REQUIRED WORK
**1)** Answer these about the cycle detection article:
(a) What are Java packages called in the meta-model?
(b) How many namespaces did one of the cycles found in the recent Java system involve?
(c) Which custom method selects the namespaces from the desired component?
**2)** Output the passage of the cycle detection article from "Simple. But, is" up to and including "allNamespaces select: #isPartOfMyComponent)".

Demystifying cycle detection (with Moose)

Cyclic dependencies is one of those concerns that occupy a top position in developer's consciousness. Usually, it comes right after the size of the code, and next to dead code.

Cycles are bad, goes the urban legend. But, why are they bad? And what cycles are we talking about? Are all cycles bad? Are cycles within packages bad? Are cycles within projects bad? Are cycles between classes bad? Are they all bad in the same way?

Generalization usually leads to easy solutions, but at the same time, every generalization comes with a price. However, in any serious engineering discipline, details are important, and we should be able to deal with them.

Let's consider some Java-based examples and see how details can play an important role. The examples are accompanied by detection approaches based on Moose.

Detecting all cycles between packages

The simplest form of cycle detection is to simply retrieve all cyclic dependencies between all namespaces (in our meta-model, Java packages are called namespaces) in the system. Moose comes with a built-in cycle detection algorithm that can be used like:

mooseModel allNamespaces cyclesToAllProviderNamespaces.

This expression is applied on a model of a Java system, and it returns groups of namespaces that form cycles within the given system. These groups can later be manipulated in various ways. For example, when applied on a Java system I dealt with recently, I obtained some 33 cycles. One of these cycles involved 38 namespaces. The pictures below show the namespaces involved in the cycle and their interdependencies (as a Dependency Structure Matrix, and as a graph).

Simple. But, is it efficient? Do you truly want to deal with all dependencies throughout your entire system at once? Often this is not desired, especially when you start to look into cycles late in the project.

Cycles inside components only

When working on a large project you might want to restrict the detection to only a part of it based on some criteria. A common approach is to identify sub-projects or components and look at cycles only inside of these.

(mooseModel allNamespaces select: #isPartOfMyComponent)
  cyclesToAllProviderNamespaces

In this expression, we first select the namespaces from the desired component via the isPartOfMyComponent custom method, and then simply call the detection of cycles on the result. What is isPartOfMyComponent? It is an extension that you have defined. For example, if you can identify a component based on a naming convention, a possible implementation would look like:

FAMIXNamespace>>isPartOfMyComponent
  ^ self mooseName beginsWith: 'com::example::mycomponent'

Cycles between components

Looking inside a component reveals detailed cycles. A similarly legitimate idea would be to look for cycles between components to identify high-level architectural violations.

This is a slightly more complicated issue. For this, we need two things:

  1. A way to identify all components, and
  2. A way to identify all their inter-dependencies while taking into account that a component can be formed by many sub parts.

Let's start with identifying the components, and let us suppose that you have a way to identify the components based on names. In this case, we can associate the root namespace with the component and make all sub-namespaces be able to say what is its parent component.

INFORMATION GIVEN

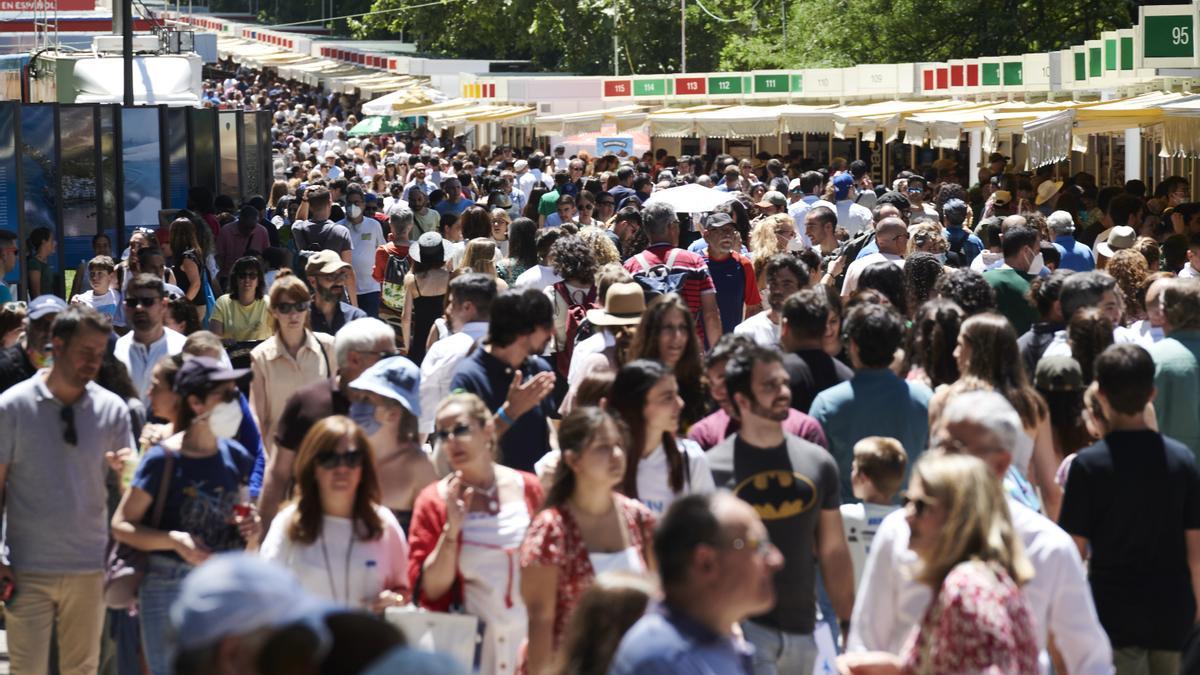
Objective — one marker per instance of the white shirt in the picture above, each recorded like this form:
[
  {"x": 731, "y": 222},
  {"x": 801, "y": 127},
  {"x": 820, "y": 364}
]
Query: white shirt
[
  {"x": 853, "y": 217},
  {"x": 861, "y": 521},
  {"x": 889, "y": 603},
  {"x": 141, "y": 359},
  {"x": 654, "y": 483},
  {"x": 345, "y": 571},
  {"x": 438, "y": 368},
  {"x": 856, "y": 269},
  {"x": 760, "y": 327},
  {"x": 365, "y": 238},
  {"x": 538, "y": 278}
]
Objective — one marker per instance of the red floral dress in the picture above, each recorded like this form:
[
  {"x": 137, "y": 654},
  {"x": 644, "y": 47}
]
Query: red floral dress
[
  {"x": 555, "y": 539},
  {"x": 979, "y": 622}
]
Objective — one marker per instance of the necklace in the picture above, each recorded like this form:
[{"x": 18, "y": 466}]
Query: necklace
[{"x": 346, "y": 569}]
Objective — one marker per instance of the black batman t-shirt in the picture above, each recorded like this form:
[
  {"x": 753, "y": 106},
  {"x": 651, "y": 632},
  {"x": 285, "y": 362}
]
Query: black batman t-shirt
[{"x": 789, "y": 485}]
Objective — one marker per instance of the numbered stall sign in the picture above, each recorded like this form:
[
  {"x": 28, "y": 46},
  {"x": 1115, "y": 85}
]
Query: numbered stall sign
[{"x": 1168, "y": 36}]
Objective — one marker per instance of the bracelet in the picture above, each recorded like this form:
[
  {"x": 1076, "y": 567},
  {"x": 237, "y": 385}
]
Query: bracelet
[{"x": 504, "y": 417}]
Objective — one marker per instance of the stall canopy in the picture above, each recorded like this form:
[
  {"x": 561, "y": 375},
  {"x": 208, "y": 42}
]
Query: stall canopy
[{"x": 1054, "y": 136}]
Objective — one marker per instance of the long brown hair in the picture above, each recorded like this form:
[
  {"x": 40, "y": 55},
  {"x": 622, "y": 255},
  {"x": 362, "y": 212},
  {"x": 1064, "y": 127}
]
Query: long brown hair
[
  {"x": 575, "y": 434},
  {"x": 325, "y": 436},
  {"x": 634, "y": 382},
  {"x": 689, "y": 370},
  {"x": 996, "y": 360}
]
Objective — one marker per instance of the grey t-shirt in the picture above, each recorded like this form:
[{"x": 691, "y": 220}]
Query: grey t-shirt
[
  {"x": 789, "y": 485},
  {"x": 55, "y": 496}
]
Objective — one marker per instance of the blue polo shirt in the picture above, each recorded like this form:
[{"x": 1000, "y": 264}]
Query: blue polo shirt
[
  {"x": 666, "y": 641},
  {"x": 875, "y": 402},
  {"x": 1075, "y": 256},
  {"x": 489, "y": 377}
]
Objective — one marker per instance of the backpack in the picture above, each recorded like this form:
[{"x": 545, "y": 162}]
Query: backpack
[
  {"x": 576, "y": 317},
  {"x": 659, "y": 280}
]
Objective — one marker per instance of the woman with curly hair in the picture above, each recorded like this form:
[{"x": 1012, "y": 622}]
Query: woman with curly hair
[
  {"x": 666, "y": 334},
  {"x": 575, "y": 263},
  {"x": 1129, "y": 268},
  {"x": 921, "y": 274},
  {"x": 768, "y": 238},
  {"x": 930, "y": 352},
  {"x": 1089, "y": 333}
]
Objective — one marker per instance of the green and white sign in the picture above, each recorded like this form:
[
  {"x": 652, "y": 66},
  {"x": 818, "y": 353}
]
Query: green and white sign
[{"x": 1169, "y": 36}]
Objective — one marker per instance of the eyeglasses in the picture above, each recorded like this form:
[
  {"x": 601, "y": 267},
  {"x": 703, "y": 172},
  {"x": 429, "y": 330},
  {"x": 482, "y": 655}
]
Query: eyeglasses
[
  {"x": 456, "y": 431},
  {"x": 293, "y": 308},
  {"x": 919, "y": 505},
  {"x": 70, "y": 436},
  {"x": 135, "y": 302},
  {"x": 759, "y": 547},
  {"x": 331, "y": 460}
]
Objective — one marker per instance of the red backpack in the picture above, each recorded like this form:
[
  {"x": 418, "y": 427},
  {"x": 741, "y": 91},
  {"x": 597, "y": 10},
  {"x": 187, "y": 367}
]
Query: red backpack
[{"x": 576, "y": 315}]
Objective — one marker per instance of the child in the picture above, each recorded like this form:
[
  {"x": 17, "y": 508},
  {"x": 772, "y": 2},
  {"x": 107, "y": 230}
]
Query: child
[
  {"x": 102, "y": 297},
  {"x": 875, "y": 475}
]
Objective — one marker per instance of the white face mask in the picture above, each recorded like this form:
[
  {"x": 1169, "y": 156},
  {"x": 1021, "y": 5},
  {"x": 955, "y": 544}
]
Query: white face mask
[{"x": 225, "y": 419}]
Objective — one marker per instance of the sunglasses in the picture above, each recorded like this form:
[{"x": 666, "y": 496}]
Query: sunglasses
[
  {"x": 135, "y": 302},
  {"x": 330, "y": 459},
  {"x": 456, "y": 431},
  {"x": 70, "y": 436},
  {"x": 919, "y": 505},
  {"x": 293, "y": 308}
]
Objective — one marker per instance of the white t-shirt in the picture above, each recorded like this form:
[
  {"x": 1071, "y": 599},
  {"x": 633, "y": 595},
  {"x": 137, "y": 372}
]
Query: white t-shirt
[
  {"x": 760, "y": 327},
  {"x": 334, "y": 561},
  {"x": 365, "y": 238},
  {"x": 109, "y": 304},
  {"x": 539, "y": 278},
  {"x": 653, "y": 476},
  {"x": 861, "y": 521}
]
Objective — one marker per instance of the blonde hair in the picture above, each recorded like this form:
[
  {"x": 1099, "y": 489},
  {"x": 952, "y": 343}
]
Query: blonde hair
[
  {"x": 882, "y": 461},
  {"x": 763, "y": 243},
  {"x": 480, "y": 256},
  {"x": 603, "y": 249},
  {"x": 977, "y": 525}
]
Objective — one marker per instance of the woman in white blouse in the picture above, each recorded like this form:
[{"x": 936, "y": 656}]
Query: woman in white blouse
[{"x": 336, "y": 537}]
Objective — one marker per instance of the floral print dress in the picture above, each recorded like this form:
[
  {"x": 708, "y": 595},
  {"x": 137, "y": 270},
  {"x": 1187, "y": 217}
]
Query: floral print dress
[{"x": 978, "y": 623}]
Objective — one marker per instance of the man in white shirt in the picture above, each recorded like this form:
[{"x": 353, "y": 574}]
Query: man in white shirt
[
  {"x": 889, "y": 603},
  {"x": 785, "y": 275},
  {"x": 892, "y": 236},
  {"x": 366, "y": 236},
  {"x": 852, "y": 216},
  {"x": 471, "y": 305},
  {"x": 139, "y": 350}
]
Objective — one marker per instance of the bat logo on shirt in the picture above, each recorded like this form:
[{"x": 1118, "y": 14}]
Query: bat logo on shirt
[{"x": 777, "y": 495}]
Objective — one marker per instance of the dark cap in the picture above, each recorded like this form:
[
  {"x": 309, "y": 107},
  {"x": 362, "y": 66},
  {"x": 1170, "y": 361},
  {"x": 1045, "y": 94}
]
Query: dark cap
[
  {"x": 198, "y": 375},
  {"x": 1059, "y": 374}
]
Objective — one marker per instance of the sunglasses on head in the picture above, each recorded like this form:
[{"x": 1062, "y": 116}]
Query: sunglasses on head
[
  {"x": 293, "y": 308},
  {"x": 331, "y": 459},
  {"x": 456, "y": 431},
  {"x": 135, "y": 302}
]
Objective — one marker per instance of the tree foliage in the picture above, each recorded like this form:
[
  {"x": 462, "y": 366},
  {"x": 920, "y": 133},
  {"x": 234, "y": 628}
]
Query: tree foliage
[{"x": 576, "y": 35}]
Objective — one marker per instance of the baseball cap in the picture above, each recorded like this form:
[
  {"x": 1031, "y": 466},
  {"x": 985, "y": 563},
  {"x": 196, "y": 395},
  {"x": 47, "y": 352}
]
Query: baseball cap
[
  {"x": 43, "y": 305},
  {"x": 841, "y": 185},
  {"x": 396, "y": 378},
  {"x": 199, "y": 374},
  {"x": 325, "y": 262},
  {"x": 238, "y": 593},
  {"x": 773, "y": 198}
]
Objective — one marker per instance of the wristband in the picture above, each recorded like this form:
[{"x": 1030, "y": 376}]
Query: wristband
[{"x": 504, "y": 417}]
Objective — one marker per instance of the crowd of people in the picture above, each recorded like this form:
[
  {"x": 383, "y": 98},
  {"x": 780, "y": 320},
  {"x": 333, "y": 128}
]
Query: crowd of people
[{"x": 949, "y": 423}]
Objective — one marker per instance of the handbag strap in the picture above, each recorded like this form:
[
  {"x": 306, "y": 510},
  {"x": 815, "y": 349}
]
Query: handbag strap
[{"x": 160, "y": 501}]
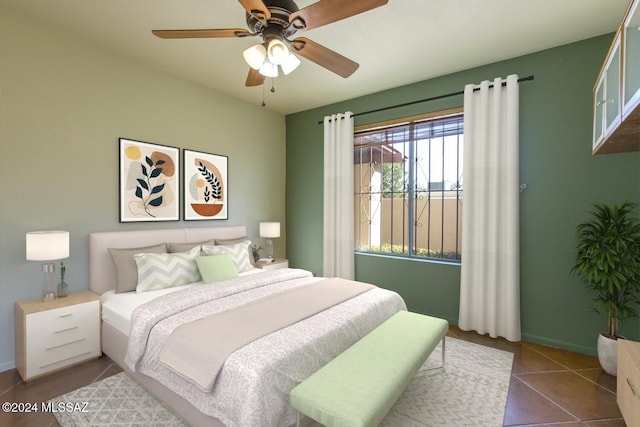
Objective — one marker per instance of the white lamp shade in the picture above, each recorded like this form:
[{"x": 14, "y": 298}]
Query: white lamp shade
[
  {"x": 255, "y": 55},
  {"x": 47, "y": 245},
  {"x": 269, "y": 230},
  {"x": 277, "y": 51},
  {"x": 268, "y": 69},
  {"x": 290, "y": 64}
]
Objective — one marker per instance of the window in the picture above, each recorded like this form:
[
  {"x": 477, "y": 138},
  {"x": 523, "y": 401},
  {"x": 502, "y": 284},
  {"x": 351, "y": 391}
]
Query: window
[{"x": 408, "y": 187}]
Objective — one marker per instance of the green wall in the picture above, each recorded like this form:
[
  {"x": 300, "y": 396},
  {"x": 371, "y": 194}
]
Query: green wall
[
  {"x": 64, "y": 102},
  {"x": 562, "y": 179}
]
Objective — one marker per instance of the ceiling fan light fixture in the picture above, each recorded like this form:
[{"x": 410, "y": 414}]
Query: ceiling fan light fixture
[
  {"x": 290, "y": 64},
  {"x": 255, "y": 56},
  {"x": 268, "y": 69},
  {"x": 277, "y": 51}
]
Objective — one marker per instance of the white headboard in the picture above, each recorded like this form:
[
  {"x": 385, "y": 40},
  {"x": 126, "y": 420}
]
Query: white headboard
* * *
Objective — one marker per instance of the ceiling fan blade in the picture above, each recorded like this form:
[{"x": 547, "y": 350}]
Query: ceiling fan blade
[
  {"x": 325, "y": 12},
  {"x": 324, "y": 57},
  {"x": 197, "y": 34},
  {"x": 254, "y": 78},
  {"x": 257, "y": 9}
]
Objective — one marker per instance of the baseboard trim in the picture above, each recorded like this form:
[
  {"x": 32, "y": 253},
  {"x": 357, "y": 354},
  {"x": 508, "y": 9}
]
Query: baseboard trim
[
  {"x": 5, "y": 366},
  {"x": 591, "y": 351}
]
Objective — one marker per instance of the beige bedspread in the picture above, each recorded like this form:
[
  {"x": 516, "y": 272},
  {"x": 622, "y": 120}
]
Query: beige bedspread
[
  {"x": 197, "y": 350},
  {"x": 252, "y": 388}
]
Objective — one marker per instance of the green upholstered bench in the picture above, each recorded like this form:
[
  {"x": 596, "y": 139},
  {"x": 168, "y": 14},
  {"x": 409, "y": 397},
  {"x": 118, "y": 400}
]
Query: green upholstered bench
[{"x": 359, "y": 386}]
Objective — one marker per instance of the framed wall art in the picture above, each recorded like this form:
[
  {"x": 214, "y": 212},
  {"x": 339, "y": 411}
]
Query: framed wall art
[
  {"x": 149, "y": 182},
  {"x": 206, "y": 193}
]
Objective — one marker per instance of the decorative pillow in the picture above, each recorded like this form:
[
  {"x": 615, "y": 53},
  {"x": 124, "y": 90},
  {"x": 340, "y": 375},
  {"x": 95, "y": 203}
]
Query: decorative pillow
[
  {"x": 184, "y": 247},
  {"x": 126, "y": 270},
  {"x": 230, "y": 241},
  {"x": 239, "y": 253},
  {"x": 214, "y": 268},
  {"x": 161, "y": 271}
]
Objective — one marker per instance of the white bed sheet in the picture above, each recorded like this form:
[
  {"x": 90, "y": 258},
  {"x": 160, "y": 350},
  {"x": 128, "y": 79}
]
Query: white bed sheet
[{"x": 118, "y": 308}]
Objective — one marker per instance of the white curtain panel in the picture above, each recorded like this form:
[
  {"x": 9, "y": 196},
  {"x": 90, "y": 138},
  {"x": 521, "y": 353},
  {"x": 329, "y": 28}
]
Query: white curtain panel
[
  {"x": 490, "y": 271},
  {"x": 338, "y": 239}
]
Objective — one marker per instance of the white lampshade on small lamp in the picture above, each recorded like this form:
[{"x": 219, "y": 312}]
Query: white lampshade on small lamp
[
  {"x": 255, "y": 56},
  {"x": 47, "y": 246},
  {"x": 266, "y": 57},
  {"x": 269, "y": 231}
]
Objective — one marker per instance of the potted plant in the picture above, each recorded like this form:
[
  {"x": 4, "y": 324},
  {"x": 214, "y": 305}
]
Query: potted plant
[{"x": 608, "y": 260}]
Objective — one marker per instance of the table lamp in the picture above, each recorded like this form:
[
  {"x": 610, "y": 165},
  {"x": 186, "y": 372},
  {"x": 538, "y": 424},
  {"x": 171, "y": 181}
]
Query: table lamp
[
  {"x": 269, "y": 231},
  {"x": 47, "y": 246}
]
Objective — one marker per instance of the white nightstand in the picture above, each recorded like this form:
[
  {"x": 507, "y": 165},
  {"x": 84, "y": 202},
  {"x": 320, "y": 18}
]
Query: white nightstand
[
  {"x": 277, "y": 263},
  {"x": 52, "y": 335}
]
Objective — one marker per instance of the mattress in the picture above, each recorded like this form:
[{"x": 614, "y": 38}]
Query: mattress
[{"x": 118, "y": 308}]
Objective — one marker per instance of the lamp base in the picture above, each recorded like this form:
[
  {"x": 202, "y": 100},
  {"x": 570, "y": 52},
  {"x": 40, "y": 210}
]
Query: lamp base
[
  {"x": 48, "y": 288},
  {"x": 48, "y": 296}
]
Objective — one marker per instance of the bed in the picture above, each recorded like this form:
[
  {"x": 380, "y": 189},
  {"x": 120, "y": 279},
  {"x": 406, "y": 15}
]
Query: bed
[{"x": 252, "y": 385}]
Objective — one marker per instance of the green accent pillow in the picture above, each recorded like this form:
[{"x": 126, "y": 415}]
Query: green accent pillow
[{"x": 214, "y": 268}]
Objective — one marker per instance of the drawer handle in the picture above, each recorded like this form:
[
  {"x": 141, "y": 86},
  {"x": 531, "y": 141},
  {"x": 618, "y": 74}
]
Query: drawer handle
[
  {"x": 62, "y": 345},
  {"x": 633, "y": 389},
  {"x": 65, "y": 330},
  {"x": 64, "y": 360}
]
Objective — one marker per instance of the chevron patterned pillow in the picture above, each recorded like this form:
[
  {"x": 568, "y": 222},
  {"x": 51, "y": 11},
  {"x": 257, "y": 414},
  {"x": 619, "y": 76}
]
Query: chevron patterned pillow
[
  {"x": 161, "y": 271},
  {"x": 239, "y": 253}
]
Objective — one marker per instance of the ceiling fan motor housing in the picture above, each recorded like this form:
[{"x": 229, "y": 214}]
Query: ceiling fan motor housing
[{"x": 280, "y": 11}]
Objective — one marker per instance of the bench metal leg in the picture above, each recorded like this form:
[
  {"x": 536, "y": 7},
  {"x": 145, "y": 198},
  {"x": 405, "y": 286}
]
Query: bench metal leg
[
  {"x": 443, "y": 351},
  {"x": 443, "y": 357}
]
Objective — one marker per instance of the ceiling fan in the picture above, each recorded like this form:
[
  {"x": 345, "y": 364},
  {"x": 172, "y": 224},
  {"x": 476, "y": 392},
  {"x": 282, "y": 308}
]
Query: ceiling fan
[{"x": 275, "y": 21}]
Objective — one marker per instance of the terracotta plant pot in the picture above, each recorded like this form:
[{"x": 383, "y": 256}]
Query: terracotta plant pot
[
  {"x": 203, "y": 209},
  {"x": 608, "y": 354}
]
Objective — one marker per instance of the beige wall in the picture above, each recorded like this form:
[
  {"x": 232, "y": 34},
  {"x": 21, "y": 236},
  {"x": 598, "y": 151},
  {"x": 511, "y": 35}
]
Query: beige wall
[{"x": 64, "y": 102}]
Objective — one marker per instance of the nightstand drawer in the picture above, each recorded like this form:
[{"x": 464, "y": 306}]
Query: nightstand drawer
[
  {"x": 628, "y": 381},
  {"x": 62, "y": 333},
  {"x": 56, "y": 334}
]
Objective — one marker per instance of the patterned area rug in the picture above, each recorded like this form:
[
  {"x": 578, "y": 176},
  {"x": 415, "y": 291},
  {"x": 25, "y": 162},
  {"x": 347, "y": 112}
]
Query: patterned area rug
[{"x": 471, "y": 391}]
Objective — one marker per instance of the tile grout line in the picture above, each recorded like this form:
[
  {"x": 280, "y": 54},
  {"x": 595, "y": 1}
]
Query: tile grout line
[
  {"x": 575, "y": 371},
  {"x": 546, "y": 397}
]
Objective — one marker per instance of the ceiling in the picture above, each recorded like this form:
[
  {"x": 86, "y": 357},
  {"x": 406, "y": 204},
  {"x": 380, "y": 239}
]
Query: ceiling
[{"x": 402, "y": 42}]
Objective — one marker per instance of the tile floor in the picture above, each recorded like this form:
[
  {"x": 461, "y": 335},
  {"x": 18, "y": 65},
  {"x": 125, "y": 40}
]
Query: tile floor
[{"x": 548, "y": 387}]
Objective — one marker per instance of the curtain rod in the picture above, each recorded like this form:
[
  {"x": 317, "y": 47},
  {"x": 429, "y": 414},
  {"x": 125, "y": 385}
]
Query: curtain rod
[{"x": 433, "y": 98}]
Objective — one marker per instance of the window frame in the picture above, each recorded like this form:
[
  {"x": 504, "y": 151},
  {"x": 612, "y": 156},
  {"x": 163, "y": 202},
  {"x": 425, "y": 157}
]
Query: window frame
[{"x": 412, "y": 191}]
--
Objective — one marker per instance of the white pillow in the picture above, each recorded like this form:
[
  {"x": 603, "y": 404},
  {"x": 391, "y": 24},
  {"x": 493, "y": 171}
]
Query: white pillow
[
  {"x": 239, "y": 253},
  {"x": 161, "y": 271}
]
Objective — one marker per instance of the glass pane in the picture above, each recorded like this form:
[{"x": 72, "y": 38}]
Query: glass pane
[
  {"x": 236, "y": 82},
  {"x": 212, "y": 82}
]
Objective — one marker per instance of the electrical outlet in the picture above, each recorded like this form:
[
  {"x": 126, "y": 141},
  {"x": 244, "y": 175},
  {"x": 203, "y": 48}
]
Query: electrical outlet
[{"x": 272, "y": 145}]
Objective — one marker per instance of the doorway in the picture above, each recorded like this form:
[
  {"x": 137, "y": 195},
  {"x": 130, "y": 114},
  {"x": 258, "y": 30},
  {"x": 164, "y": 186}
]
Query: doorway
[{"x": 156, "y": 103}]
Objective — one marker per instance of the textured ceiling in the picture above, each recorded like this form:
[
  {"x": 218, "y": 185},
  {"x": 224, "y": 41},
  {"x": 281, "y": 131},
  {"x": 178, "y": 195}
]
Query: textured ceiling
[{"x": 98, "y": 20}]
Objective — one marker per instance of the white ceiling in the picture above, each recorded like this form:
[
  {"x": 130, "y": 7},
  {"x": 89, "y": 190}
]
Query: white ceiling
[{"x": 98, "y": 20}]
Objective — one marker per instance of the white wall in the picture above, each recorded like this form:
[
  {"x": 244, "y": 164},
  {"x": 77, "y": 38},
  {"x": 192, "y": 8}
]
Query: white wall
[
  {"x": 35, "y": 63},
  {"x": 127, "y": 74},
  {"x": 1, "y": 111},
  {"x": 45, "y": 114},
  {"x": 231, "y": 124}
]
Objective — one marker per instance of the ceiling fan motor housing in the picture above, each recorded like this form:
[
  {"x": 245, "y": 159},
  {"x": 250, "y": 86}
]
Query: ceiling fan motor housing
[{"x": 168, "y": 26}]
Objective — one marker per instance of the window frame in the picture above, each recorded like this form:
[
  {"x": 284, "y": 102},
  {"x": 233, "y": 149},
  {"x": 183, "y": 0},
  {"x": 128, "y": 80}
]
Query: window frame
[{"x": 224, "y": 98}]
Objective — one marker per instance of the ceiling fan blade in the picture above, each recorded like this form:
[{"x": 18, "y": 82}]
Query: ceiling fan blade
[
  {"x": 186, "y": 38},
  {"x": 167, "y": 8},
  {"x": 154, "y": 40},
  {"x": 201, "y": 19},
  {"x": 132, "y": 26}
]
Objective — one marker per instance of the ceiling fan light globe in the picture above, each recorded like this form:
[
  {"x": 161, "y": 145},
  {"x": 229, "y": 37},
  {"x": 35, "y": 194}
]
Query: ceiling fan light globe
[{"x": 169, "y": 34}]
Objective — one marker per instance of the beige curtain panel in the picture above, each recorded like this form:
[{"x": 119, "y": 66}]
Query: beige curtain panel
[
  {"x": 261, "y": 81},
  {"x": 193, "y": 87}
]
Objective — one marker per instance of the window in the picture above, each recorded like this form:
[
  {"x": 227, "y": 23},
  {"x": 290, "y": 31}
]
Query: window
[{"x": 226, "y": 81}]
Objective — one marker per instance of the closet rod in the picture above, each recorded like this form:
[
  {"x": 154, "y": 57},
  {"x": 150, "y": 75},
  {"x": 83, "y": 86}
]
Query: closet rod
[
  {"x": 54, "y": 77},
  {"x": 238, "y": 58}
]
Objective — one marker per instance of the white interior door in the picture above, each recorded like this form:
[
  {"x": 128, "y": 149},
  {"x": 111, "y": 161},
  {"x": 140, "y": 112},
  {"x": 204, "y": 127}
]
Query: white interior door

ANSWERS BY TASK
**1)**
(a) Namespaces.
(b) 38.
(c) isPartOfMyComponent.

**2)**
Simple. But, is it efficient? Do you truly want to deal with all dependencies throughout your entire system at once? Often this is not desired, especially when you start to look into cycles late in the project.

Cycles inside components only

When working on a large project you might want to restrict the detection to only a part of it based on some criteria. A common approach is to identify sub-projects or components and look at cycles only inside of these.

(mooseModel allNamespaces select: #isPartOfMyComponent)